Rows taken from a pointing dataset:
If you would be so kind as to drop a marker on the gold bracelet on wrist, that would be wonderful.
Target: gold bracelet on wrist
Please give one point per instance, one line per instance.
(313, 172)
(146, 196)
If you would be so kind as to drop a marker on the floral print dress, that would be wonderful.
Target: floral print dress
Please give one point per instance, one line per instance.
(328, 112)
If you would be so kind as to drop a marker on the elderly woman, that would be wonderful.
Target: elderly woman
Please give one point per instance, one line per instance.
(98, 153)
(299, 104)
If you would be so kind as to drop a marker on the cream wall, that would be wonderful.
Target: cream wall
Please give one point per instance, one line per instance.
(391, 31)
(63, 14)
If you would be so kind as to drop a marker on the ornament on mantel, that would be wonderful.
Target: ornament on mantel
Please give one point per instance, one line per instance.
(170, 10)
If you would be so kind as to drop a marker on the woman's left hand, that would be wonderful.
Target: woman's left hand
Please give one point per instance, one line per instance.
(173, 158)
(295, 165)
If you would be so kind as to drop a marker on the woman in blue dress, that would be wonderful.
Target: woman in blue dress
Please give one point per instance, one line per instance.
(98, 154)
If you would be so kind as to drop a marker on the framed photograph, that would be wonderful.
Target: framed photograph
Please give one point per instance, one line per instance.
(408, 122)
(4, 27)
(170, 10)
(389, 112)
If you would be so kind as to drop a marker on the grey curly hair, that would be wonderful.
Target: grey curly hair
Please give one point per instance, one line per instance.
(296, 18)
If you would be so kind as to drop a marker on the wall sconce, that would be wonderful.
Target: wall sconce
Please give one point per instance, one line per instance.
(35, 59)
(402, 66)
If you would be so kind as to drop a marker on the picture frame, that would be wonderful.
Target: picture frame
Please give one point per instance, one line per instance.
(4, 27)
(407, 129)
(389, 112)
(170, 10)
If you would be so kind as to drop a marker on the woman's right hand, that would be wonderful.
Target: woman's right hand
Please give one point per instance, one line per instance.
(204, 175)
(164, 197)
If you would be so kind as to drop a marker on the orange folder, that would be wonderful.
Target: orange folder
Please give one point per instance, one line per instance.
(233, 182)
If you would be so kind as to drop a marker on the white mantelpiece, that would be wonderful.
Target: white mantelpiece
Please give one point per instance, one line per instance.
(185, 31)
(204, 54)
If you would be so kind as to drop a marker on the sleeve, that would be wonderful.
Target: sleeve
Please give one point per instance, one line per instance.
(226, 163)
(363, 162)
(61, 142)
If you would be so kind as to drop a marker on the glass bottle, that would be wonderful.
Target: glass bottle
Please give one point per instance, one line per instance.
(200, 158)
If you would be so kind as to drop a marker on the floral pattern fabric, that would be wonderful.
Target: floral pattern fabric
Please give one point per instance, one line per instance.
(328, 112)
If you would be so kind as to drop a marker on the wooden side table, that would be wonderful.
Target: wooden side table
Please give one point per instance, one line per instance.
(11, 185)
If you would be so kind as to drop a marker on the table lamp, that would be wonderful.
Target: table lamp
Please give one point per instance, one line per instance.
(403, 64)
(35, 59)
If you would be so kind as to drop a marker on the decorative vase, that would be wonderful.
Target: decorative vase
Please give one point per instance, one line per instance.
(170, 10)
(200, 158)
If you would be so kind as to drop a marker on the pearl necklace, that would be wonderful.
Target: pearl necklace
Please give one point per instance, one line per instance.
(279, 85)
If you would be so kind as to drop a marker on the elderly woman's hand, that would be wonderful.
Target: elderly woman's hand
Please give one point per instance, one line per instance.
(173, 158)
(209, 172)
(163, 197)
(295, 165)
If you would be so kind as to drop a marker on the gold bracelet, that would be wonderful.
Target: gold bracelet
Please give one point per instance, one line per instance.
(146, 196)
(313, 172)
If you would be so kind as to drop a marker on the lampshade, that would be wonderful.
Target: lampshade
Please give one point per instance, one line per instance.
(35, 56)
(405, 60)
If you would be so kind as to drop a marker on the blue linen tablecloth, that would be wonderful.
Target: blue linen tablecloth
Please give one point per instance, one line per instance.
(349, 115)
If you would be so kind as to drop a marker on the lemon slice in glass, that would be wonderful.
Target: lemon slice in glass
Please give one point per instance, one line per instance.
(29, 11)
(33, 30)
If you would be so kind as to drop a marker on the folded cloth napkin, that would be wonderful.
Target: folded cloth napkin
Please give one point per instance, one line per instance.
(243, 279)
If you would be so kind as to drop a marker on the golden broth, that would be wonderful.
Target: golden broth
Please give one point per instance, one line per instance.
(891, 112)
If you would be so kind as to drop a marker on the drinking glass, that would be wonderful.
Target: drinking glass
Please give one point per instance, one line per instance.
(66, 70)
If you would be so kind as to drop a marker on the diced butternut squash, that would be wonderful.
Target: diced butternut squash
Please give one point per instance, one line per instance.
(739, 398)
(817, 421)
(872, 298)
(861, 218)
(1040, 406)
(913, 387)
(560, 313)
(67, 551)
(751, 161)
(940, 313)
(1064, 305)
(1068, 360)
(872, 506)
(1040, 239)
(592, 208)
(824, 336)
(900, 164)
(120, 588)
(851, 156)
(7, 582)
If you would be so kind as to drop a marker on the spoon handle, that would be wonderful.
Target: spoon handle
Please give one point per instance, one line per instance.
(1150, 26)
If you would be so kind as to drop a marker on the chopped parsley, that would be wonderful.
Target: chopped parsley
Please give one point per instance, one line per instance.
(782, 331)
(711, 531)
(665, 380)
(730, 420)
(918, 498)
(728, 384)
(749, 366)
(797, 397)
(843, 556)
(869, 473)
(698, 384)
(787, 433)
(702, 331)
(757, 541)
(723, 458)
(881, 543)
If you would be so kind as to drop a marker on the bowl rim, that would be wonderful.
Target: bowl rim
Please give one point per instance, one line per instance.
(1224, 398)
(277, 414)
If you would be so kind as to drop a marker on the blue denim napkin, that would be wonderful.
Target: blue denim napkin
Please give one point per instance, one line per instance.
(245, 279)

...

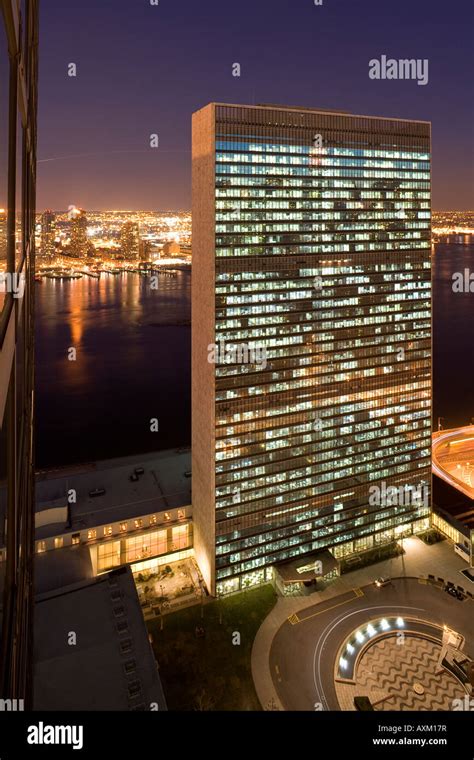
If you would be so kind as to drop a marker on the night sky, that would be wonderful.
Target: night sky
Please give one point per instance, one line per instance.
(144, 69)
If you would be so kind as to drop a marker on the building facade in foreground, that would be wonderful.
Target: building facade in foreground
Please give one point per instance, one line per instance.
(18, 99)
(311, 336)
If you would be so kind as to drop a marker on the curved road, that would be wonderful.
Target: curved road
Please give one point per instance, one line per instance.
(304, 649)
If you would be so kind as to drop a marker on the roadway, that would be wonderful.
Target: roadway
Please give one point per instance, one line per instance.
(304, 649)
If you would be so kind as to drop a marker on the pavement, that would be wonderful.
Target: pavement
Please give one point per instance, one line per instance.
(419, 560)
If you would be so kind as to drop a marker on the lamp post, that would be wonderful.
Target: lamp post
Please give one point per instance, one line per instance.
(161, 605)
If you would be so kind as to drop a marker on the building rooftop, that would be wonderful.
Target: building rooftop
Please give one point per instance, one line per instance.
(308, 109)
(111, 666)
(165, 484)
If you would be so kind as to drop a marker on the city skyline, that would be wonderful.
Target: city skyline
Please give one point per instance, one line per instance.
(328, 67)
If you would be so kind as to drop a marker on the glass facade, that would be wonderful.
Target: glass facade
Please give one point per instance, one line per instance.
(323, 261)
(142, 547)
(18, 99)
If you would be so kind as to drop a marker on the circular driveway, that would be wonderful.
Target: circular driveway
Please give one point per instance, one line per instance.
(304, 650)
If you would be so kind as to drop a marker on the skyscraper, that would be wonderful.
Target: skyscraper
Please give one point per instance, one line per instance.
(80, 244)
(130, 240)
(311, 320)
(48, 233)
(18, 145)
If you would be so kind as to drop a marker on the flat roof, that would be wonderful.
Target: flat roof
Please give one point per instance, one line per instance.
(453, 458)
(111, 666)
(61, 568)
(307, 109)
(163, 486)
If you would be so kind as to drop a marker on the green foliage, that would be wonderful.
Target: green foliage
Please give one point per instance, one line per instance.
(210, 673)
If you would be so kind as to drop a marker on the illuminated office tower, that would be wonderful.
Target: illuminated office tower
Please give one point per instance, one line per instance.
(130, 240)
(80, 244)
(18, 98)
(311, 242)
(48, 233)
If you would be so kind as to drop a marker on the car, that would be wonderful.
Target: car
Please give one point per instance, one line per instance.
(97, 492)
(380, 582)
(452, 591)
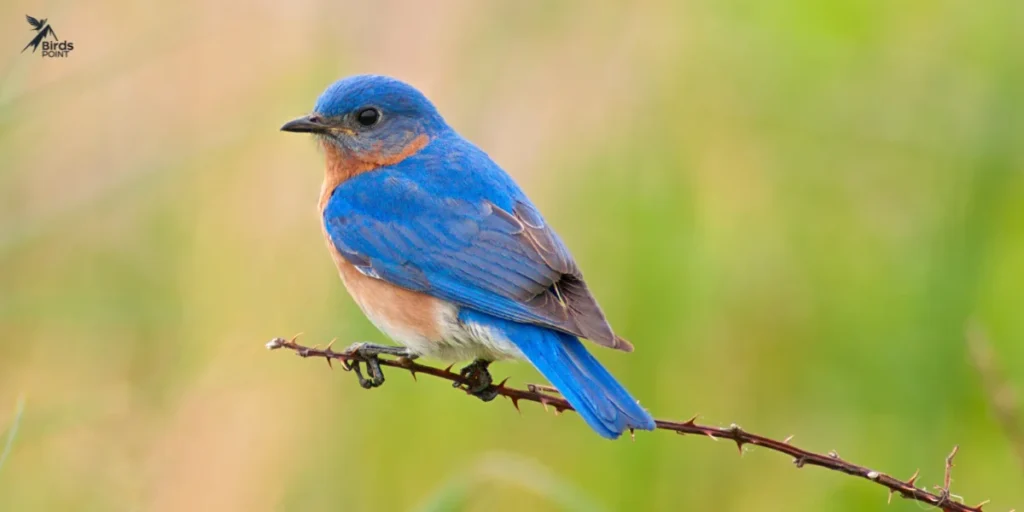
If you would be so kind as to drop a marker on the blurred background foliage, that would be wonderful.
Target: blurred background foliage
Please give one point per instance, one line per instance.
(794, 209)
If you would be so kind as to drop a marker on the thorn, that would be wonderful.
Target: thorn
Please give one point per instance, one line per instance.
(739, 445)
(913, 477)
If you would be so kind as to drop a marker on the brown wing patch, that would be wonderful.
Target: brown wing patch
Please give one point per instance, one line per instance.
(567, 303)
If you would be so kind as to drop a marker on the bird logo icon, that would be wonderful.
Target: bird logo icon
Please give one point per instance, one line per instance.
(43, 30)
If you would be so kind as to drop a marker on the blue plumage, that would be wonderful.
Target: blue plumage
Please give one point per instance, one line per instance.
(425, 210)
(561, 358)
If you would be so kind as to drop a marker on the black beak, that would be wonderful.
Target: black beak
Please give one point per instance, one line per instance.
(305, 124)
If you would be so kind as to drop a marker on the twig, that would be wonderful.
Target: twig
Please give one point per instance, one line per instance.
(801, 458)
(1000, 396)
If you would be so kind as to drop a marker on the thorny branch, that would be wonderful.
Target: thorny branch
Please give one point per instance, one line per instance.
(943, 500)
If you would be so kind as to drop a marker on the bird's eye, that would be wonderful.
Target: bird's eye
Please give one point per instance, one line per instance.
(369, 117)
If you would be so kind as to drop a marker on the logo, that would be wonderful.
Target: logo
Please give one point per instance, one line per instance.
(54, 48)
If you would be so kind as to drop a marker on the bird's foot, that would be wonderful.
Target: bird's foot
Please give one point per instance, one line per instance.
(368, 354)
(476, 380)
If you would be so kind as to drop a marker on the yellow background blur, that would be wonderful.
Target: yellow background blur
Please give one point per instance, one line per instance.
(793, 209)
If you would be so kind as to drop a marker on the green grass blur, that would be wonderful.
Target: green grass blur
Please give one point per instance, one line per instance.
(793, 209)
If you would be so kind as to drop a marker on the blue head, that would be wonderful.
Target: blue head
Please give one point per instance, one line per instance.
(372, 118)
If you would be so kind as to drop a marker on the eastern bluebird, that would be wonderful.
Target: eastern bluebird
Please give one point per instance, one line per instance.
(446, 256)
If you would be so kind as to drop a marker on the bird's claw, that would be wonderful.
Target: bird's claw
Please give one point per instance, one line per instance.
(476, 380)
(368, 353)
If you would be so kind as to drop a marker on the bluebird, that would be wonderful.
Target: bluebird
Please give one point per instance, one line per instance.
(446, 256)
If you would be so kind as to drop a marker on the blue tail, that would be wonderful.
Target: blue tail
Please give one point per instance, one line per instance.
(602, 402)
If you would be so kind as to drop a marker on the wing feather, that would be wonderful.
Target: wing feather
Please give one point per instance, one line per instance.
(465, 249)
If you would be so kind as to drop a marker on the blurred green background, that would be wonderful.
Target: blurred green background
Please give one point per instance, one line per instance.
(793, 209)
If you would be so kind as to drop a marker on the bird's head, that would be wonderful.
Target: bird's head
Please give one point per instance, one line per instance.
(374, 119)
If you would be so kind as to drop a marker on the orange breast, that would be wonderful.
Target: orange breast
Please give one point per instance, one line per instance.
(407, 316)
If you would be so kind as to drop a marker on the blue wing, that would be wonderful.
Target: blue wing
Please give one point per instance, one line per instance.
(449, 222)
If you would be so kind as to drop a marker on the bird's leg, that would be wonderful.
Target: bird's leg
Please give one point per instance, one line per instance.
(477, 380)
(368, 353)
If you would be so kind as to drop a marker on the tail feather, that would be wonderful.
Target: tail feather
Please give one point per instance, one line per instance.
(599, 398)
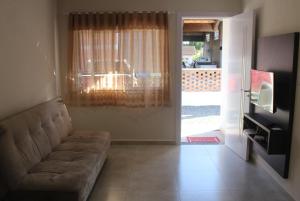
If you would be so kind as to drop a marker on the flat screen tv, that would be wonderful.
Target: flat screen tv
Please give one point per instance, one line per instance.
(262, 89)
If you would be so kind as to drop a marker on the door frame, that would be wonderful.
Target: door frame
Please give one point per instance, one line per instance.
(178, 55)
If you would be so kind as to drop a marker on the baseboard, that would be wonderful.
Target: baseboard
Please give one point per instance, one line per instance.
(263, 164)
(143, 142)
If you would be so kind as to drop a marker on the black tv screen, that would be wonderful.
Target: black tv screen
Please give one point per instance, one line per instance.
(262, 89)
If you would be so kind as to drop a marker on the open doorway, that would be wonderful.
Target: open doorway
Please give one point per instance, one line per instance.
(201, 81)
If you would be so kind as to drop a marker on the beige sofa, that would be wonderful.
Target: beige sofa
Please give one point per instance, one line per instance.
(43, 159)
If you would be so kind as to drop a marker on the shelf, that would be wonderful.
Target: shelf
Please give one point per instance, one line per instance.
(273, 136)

---

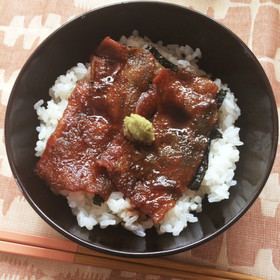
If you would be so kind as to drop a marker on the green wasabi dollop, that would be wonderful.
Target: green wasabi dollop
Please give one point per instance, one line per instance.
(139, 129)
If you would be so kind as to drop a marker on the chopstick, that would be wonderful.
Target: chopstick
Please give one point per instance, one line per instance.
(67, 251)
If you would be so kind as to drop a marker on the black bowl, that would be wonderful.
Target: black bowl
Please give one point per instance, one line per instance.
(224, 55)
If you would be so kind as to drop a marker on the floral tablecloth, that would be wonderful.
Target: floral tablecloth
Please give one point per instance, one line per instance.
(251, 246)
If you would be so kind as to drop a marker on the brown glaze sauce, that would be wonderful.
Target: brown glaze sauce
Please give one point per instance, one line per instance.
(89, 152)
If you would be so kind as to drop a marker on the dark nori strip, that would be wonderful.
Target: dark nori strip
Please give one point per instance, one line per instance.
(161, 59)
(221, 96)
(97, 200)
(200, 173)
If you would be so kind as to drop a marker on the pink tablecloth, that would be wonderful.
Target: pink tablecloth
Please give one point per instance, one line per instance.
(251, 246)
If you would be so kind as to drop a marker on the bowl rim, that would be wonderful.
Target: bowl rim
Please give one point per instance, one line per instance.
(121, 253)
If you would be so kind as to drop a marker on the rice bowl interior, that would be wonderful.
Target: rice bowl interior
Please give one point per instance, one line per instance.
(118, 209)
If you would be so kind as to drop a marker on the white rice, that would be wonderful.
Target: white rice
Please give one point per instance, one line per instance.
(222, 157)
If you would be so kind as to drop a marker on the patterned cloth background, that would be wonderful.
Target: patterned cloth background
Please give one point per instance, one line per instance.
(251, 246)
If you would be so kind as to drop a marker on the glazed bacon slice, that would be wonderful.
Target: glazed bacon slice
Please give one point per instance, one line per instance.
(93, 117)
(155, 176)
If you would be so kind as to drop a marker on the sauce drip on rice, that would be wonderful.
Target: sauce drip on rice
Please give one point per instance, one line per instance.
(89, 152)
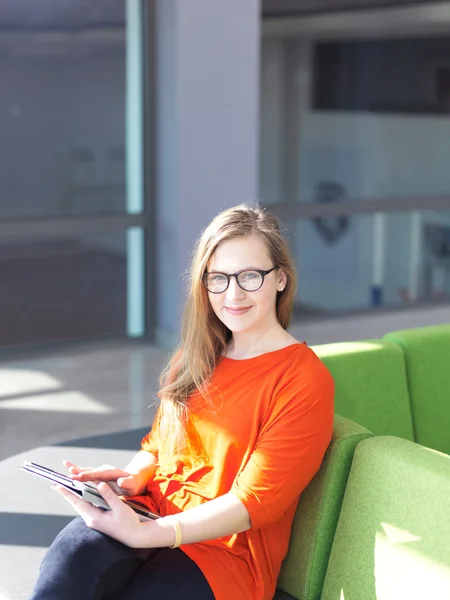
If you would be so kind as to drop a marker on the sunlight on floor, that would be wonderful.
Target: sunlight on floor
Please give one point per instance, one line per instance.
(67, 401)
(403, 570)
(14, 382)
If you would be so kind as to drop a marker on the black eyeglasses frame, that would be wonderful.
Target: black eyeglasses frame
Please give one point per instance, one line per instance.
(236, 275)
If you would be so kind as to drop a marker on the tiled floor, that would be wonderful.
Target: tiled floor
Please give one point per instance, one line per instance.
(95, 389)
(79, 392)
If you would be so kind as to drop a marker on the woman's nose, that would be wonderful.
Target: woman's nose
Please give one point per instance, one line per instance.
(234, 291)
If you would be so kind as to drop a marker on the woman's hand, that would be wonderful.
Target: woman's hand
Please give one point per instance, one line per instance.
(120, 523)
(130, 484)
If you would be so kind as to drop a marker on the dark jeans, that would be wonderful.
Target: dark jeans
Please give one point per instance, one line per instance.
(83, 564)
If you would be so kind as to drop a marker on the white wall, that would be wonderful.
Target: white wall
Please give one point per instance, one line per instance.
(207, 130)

§ **Your goal**
Which lines in the rows above contain the string "city"? Gather every such line in full, treating uppercase and lowercase as different.

§ **Exercise output**
If you would be so kind as to drop a marker on the city skyline, that would be wonderful.
Target: city skyline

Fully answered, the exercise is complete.